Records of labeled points
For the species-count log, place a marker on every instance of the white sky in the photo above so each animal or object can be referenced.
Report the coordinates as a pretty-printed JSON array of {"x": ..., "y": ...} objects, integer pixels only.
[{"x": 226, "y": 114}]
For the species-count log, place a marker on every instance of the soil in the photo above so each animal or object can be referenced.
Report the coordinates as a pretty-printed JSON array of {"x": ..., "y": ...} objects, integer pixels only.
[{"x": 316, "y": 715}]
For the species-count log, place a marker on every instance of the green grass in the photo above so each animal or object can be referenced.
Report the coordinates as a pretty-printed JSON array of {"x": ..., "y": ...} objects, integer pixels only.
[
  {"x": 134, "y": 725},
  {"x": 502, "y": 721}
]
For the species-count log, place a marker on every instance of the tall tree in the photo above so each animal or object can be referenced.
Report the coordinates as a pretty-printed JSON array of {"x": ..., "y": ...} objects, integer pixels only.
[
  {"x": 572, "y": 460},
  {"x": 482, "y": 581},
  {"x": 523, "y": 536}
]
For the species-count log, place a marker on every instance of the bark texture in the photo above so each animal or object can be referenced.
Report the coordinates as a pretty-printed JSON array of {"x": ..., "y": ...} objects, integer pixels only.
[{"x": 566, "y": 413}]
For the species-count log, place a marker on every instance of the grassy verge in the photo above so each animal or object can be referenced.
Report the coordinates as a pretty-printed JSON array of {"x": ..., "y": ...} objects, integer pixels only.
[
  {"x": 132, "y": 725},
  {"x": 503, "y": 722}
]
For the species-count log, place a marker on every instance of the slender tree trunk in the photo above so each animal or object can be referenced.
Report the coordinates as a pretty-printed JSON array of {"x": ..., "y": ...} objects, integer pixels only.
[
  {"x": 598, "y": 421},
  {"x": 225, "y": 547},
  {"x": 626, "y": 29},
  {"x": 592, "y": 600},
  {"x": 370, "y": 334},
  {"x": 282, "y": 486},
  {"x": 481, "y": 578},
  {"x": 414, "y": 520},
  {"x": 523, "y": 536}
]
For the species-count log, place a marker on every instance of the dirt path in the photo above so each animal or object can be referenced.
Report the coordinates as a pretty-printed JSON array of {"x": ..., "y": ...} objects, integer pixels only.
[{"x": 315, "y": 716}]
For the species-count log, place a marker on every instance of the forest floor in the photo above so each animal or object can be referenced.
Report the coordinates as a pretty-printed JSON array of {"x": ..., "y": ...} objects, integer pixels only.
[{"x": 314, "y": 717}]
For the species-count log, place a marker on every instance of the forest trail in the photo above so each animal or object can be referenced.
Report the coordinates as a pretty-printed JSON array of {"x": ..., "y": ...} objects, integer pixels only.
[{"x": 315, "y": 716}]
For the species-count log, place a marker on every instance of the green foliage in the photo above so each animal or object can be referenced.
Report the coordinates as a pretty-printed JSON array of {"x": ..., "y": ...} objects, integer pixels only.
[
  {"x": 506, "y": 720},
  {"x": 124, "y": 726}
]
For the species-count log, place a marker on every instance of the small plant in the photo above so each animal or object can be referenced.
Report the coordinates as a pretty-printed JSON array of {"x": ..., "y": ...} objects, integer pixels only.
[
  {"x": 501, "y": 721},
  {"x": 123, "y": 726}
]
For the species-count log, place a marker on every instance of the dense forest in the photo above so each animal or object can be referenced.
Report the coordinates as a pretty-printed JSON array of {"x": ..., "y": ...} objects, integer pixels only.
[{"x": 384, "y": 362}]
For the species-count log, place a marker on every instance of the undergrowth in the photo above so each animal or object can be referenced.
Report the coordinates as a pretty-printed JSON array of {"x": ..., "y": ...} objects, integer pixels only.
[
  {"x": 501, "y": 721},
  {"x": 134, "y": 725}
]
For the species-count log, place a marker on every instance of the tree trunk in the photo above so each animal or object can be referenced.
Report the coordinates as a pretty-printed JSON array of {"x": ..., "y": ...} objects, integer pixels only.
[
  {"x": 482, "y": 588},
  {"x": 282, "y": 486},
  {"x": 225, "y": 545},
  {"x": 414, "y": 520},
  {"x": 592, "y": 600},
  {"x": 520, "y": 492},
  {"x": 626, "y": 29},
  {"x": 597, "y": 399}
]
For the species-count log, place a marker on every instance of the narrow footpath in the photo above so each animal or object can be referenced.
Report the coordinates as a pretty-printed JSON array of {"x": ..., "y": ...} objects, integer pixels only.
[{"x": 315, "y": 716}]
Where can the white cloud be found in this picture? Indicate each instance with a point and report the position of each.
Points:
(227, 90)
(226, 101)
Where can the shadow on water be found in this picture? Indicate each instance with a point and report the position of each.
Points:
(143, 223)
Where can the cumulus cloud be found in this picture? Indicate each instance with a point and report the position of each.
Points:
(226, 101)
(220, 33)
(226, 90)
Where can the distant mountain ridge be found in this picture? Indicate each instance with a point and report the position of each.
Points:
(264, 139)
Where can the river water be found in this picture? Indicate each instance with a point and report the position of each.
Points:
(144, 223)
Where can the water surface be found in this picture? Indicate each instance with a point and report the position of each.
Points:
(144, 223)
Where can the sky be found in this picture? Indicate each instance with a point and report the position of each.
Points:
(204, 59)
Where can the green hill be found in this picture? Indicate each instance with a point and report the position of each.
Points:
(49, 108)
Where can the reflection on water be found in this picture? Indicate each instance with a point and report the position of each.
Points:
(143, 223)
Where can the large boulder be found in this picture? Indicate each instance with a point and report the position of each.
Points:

Request: Your task is to transcribe the listing above in full, exactly as given.

Problem solution:
For the species-count log, place a marker on every instance of the white sky in the photo above so each animal or object can be referenced.
Report the coordinates as a pretty-printed JSON array of {"x": ..., "y": ...} objects, integer pixels only.
[{"x": 226, "y": 114}]
For the species-count log, place a marker on every instance of the soil in the photo above so each animal or object can be referenced.
Report the coordinates as a pretty-printed JSON array of {"x": ..., "y": ...} objects, integer pixels only.
[{"x": 316, "y": 715}]
For the species-count log, place a marker on every instance of the green grass in the photo above so each animal or object can be referenced.
Report the coordinates as a pretty-printed JSON array of {"x": ..., "y": ...} objects, integer pixels only.
[
  {"x": 134, "y": 725},
  {"x": 502, "y": 721}
]
For the species-count log, place a marker on every instance of the tall tree in the photo above so each animal or object can be referenced.
Report the coordinates as a pretty-printed JSON array of {"x": ..., "y": ...} objects, integer pixels only.
[
  {"x": 572, "y": 460},
  {"x": 482, "y": 581},
  {"x": 523, "y": 536}
]
For the species-count log, place a marker on every instance of the bark texture in the photo above so each animal or object can be referenced.
Report the coordinates as a pretty-printed JSON array of {"x": ..., "y": ...} objects, integer pixels only.
[{"x": 566, "y": 413}]
For the species-count log, place a marker on every instance of the grassy verge in the photo above so each animal or object can be referenced.
Report the coordinates as a pretty-printed JSON array of {"x": ..., "y": ...} objects, integer pixels only.
[
  {"x": 132, "y": 725},
  {"x": 503, "y": 722}
]
For the species-count log, place a marker on every instance of the slender tree trunk in the photo above so each animal or object can be referenced.
Report the coordinates as a pretty-printed JSON array of {"x": ..., "y": ...} objects, integer pixels only.
[
  {"x": 598, "y": 421},
  {"x": 225, "y": 547},
  {"x": 626, "y": 29},
  {"x": 592, "y": 600},
  {"x": 370, "y": 334},
  {"x": 282, "y": 486},
  {"x": 481, "y": 578},
  {"x": 414, "y": 520},
  {"x": 523, "y": 536}
]
For the species-count log, place a marker on every instance of the dirt path in the photo above so each animal or object can be referenced.
Report the coordinates as a pretty-printed JSON array of {"x": ..., "y": ...} objects, integer pixels only.
[{"x": 315, "y": 716}]
For the species-count log, place a marker on every instance of the forest floor in the photo above so each animal or object can be referenced.
Report the coordinates as a pretty-printed JSON array of {"x": ..., "y": ...} objects, integer pixels only.
[{"x": 314, "y": 717}]
For the species-count log, place a marker on every instance of the forest trail in the photo above so each animal or object can be referenced.
Report the coordinates as a pretty-printed JSON array of {"x": ..., "y": ...} objects, integer pixels only.
[{"x": 315, "y": 716}]
For the species-count log, place a marker on every instance of the green foliage in the photo above so each animal or object can be referenced.
Report the coordinates as a pretty-printed JSON array of {"x": ..., "y": ...} objects, integer pixels only.
[
  {"x": 506, "y": 720},
  {"x": 124, "y": 726}
]
For the species-count log, place a marker on every instance of the small plant in the photo above so each animal or object can be referenced.
Report the coordinates as a pretty-printed JSON array of {"x": ..., "y": ...} objects, integer pixels only.
[
  {"x": 501, "y": 721},
  {"x": 123, "y": 726}
]
For the species-count log, place a marker on every instance of the dense forest in the photo above so each animal or object can be referenced.
Report the coordinates as a pretty-printed JSON array of {"x": ..., "y": ...} objects, integer pixels only.
[{"x": 384, "y": 362}]
For the species-count log, place a marker on every instance of the undergrowth in the photo above so each animal or object can be referenced.
Report the coordinates as a pretty-printed JSON array of {"x": ..., "y": ...} objects, integer pixels only.
[
  {"x": 501, "y": 721},
  {"x": 134, "y": 725}
]
For the species-count log, place a marker on every instance of the tree trunk in the photo above so each animal or object can be referenced.
Report the coordinates as a pretty-printed JSON array of {"x": ..., "y": ...} objects, integer pixels only.
[
  {"x": 482, "y": 588},
  {"x": 282, "y": 486},
  {"x": 225, "y": 545},
  {"x": 414, "y": 520},
  {"x": 592, "y": 600},
  {"x": 520, "y": 492},
  {"x": 626, "y": 29},
  {"x": 597, "y": 399}
]
For the species-count log, place a marker on every instance of the narrow footpath in the photo above so each animal or object can be referenced.
Report the coordinates as a pretty-printed JSON array of {"x": ..., "y": ...} objects, integer pixels only.
[{"x": 315, "y": 716}]
Where can the white cloud be found in this picture? Indicate each instance with a point and report the position of each.
Points:
(227, 90)
(226, 101)
Where can the shadow on water be found in this picture? Indicate each instance with a point and report the position of each.
Points:
(143, 223)
Where can the cumulus cloud be found in this picture? Indicate each instance with a point and report the position of each.
Points:
(226, 101)
(220, 33)
(226, 90)
Where can the distant mountain ridge be found in this picture? Indicate each instance with a point and report the position of each.
Points:
(264, 139)
Where can the river water be found in this picture? Indicate each instance with a point and report the position of each.
Points:
(144, 223)
Where can the water surface be found in this picture? Indicate each instance with a point and report the position of each.
Points:
(144, 223)
Where can the sky be found in this picture? Indicate each instance with a point and report the position of each.
Points:
(204, 59)
Where can the green hill be found in this picture? Indicate each instance with a point and report the position of each.
Points:
(49, 108)
Where can the reflection on water be found in this picture? Indicate each instance with a point and report the position of each.
Points:
(143, 223)
Where can the large boulder be found in this picture? Indicate each instance with a point and report the position of each.
Points:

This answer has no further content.